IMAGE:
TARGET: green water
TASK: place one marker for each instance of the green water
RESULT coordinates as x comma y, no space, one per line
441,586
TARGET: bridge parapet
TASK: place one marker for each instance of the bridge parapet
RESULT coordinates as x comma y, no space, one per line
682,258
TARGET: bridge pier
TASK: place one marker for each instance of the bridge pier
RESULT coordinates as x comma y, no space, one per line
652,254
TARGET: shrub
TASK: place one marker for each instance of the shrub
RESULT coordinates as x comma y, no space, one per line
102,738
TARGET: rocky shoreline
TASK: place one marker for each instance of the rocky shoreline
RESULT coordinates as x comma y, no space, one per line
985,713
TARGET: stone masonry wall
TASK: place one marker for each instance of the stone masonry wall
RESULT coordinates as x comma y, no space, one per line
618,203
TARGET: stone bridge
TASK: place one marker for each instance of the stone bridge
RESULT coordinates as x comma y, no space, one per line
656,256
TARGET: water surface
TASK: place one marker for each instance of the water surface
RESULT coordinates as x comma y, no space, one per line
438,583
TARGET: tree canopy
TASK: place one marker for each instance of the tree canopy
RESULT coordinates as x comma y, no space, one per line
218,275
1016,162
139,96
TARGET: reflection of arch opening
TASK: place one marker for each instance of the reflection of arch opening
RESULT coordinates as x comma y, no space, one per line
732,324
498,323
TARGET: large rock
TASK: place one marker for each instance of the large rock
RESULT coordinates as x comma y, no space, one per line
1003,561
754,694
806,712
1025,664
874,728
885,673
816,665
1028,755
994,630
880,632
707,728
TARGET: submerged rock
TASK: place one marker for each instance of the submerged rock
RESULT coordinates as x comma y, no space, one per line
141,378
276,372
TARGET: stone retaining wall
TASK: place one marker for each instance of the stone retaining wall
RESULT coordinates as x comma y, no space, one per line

....

**Problem**
What lines in the material include the string "surface"? Pull each one out.

**Reply**
TARGET: water surface
TASK: place one marker for each instance of the water surface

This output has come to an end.